> WHAT TO PRODUCE: Your task is to transcribe the data in full.

> DATASET EXTRACT:
+++++

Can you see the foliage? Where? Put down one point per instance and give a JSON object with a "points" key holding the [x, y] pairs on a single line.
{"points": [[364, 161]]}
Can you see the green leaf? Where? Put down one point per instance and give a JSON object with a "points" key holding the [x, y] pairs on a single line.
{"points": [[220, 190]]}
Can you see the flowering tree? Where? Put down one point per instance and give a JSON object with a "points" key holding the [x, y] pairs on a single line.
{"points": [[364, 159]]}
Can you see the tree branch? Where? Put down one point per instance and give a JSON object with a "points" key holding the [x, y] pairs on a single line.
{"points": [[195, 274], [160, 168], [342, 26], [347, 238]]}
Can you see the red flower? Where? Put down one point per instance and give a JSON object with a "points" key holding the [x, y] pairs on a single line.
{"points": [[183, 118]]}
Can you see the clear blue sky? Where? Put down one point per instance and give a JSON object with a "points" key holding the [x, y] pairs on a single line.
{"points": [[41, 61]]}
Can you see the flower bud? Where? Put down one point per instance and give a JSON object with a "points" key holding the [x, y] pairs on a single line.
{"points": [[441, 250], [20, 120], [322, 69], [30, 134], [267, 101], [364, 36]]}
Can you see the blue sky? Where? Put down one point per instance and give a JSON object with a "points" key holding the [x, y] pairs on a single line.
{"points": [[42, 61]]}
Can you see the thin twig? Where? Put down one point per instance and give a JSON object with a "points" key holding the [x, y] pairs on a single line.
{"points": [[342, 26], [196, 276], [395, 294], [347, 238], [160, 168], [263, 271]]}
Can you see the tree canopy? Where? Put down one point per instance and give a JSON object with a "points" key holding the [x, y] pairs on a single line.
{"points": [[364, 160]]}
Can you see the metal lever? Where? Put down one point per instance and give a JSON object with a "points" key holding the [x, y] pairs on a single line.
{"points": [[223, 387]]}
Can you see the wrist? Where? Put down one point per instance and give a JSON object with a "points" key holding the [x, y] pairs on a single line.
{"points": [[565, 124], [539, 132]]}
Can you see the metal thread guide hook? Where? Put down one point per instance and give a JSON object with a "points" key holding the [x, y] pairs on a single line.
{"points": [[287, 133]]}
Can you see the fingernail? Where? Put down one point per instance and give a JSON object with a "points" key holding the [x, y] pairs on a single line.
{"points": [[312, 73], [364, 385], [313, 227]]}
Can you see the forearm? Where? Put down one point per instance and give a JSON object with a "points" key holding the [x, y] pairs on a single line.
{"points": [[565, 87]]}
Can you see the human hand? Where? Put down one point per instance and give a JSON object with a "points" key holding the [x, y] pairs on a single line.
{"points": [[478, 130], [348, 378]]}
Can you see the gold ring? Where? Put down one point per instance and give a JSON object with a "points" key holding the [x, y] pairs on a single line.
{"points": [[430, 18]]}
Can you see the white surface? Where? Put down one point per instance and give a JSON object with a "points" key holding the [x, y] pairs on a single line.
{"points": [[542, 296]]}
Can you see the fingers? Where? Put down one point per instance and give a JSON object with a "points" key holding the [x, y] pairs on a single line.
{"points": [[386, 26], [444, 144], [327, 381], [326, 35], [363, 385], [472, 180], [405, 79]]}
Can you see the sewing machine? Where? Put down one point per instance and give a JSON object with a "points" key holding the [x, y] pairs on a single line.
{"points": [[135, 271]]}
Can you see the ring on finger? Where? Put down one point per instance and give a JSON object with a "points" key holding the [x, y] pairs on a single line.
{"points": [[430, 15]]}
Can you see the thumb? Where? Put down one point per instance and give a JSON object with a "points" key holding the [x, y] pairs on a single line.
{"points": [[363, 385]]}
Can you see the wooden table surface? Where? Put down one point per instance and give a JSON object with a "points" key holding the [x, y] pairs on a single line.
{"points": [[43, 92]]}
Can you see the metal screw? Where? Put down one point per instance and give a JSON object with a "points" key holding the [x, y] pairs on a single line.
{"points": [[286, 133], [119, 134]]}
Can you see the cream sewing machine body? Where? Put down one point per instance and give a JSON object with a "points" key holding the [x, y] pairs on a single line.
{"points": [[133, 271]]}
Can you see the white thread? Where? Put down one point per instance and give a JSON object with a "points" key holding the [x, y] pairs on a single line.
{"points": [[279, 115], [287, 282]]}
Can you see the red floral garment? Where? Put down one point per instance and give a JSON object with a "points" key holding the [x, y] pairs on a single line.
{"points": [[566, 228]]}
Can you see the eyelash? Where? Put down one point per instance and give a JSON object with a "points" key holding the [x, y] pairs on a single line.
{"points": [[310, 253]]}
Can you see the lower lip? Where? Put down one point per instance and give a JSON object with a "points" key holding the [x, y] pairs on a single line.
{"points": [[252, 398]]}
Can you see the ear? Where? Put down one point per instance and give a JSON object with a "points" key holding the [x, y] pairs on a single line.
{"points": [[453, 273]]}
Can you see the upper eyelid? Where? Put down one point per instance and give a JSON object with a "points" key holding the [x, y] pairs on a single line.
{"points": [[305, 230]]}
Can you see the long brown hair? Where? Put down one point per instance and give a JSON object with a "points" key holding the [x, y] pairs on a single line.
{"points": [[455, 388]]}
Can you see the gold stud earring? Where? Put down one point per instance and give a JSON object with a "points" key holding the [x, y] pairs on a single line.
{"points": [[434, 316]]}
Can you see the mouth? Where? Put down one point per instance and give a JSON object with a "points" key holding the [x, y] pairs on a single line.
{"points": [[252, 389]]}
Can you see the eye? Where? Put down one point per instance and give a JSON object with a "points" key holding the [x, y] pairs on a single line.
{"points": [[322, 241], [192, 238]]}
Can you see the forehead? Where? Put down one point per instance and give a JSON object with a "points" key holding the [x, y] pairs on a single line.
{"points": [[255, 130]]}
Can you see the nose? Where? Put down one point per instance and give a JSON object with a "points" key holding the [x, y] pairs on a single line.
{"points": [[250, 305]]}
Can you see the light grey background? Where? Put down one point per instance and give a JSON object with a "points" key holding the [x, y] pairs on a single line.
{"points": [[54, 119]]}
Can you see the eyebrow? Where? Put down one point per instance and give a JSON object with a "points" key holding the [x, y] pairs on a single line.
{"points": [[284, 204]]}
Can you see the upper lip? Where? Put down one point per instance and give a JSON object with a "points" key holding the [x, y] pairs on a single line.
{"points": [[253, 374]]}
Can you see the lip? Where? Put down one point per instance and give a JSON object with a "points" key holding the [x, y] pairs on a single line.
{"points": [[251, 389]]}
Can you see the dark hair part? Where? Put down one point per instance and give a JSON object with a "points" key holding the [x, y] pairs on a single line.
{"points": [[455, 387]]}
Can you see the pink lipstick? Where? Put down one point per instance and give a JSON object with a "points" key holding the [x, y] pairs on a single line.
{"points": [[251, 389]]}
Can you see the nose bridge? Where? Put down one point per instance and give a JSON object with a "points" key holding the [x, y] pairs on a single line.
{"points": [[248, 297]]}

+++++

> RESPONSE TO THE TASK:
Can you see the foliage? Where? Put down one point per instance and give a JSON object with a "points" key holding the [x, y] pairs on a single line.
{"points": [[364, 161]]}
Can you see the green leaf? Where? Put down one point per instance and give a JSON object with a "points" key holding the [x, y] pairs on a single line.
{"points": [[220, 190]]}
Can you see the flowering tree? Where? Put down one point per instance and give a JSON object with a "points" key holding the [x, y] pairs on a single line.
{"points": [[364, 159]]}
Can you see the tree branch? Where? Put down one point per instance and give a JSON object with a "points" key holding the [x, y] pairs on a single line.
{"points": [[195, 274], [160, 168], [342, 26], [347, 238]]}
Can you see the red flower? Where? Put down one point per instance and give a JSON object with a "points" key holding the [x, y] pairs on a single line.
{"points": [[183, 118]]}
Can you see the clear blue sky? Where? Put down one point per instance and give a JSON object with a "points" key holding the [x, y] pairs on a single line.
{"points": [[41, 61]]}
Can you see the flower bud? Where? Put down one point per instance and give a JSON object with a "points" key holding the [x, y] pairs on a single line.
{"points": [[441, 250], [20, 120], [322, 69], [30, 134], [267, 101], [364, 36]]}
Can you see the blue sky? Where? Put down one point per instance and give a JSON object with a "points" key holding the [x, y] pairs on a single line.
{"points": [[42, 61]]}
Can you see the thin twig? Where? Put down one point per instance and give a JSON object with a "points" key holding the [x, y] pairs on a single line.
{"points": [[342, 26], [196, 276], [395, 294], [347, 238], [160, 168], [263, 271]]}
Can you see the tree canopy? Where? Put down one point per instance and give a JSON object with a "points" key holding the [x, y] pairs on a single line.
{"points": [[364, 160]]}
Can you see the metal lever? Where? Put down one point per instance and give a JSON object with a "points" key holding the [x, y] pairs on a single line.
{"points": [[223, 387]]}
Can you see the wrist? Where? Put down one point per instance and give a JSON object with a "points" key holding the [x, y] pairs on a single line.
{"points": [[565, 124], [539, 132]]}
Can you see the metal thread guide hook? Where? Put down one point per instance and give a JSON object with a "points" key holding the [x, y] pairs on a single line.
{"points": [[287, 133]]}
Can you see the fingernail? Where? Put down one point per instance and give a JSON object with a "points" key holding the [x, y] pairs on a single line.
{"points": [[312, 73], [364, 385], [313, 227]]}
Can you see the forearm? Where? Put down one point per instance and give a JSON object with a "points" key holding the [x, y] pairs on a single line.
{"points": [[565, 87]]}
Can you see the human hand? Where? Put down one point per instance and give a JSON object with a "points" key holding the [x, y] pairs on a single line.
{"points": [[478, 130], [348, 378]]}
Can you see the gold ring? Where? Put down one point per instance and give a JSON object with a "points" key holding the [x, y] pairs on a single line.
{"points": [[430, 18]]}
Can you see the white surface? Where? Put down one point per instance and give a JSON object with a "points" key holding the [x, y] pairs on a single line.
{"points": [[542, 296]]}
Can you see the fingers? Where? Put down one point per instance and give a JSON object with a "points" key holding the [x, y] pairs on a single line.
{"points": [[386, 26], [444, 144], [327, 381], [326, 35], [363, 385], [472, 180], [405, 79]]}
Can you see the sewing machine? Where? Put down one point per instance and give a JSON object with a "points" key holding the [x, y] pairs on a single line.
{"points": [[135, 271]]}
Can you see the ring on finger? Where? Put down one point per instance and give a JSON object with a "points" key holding the [x, y] pairs on a single line.
{"points": [[430, 15]]}
Can you see the thumb? Where? Put down one point per instance and give a JSON object with a "points" key holding the [x, y] pairs on a single line.
{"points": [[363, 385]]}
Can you see the wooden table surface? Where? Put down one point per instance and give a JSON object with a "points" key holding the [x, y] pairs on a single line.
{"points": [[43, 92]]}
Can you see the metal screw? Where? Put down one point per instance and give a JSON object with a "points" key holding the [x, y] pairs on a single line.
{"points": [[286, 133], [119, 134]]}
Can you see the cream sewing machine body? Where? Put down one point per instance and give a JSON object with a "points" key holding the [x, y] pairs on a single line.
{"points": [[133, 271]]}
Can you see the white thread? Where? Put down one point per instance and give a JSON object with a "points" key holding the [x, y] pairs on a single line.
{"points": [[279, 115], [287, 282]]}
Can you see the red floral garment? Where? Put down one point per instance and give a JSON object with a "points" key holding the [x, y] pairs on a single line.
{"points": [[566, 228]]}
Can you see the eyelash? Where? Put down one point per instance and give a JSON object with a "points" key holding the [x, y] pairs on a single line.
{"points": [[310, 253]]}
Can you see the lower lip? Where? Put down one point per instance and give a JSON object with a "points" key holding the [x, y] pairs on a single line.
{"points": [[252, 398]]}
Can you see the ear? Where? Put down one point per instance and give a JSON object with a "points" key holding the [x, y] pairs on a single line.
{"points": [[453, 273]]}
Can you see the upper eyelid? Where? Put down one point per instance and give a JSON object with a "points" key holding the [x, y] pairs on a single line.
{"points": [[305, 230]]}
Can you see the long brown hair? Where? Put down one point per instance and give a JSON object with a "points" key holding the [x, y] pairs on a single line.
{"points": [[455, 388]]}
Can you see the gold stud earring? Where? Put down one point per instance and give a JSON object with a "points" key holding the [x, y] pairs on a single line.
{"points": [[434, 316]]}
Can you see the mouth? Where? Put down one point per instance and give a JSON object with a "points" key holding the [x, y] pairs on a single line.
{"points": [[252, 389]]}
Can you see the eye? Where? Put down one point per instance and give a JSON object with a "points" key holding the [x, y] pairs on a single line.
{"points": [[322, 241], [192, 238]]}
Can you see the forehead? Where? Put down one point per instance and give a JSON object with a "points" key holding the [x, y] pairs on a single line.
{"points": [[255, 130]]}
Can you see the nose? Where? Put down one point per instance and give a JSON object with a "points" key holding the [x, y] pairs on a single line.
{"points": [[250, 305]]}
Can you see the light grey background? Where? Put down one point per instance and give a JSON object with a "points" key holding the [x, y] pairs on a single line.
{"points": [[54, 119]]}
Can you see the eyebrow? Where? Put down one point per instance and give a JSON object with a "points" key holding the [x, y] pairs on a single line.
{"points": [[284, 204]]}
Can you see the upper lip? Where? Put down one point per instance and give a JSON object with a "points" key holding the [x, y] pairs on a single line.
{"points": [[253, 374]]}
Can you see the lip? Where? Put down one point per instance and give a JSON object with a "points" key holding the [x, y] pairs on a single line.
{"points": [[251, 389]]}
Can you see the dark hair part? Where? Put down one point per instance and give a JSON object with a "points" key holding the [x, y] pairs on a single line.
{"points": [[455, 387]]}
Can you see the pink lipstick? Where? Put down one point per instance and give a JSON object with a "points" key holding the [x, y] pairs on a single line.
{"points": [[251, 389]]}
Can you see the nose bridge? Where? Put down one point per instance and give a JSON object with a "points" key holding the [x, y] pairs on a single line.
{"points": [[248, 297]]}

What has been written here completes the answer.